>> start Working data

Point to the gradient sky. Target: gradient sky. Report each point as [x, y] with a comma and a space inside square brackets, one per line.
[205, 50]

>> end Working data
>> start Working data

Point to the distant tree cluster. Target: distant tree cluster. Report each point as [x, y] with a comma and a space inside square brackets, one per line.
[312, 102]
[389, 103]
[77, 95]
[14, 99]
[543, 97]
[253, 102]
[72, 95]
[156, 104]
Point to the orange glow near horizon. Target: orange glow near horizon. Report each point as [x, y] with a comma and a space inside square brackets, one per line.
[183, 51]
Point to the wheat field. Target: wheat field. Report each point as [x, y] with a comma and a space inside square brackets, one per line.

>> end Working data

- **What you will do**: List every row above that contains the word "glow", copying each one in full. Matching is case-sensitive.

- **Solution for this exercise**:
Point to the orange glow near horizon. Target: orange glow near horizon. Report each point as [x, y] with a comma and a space inside square brackets, one per line.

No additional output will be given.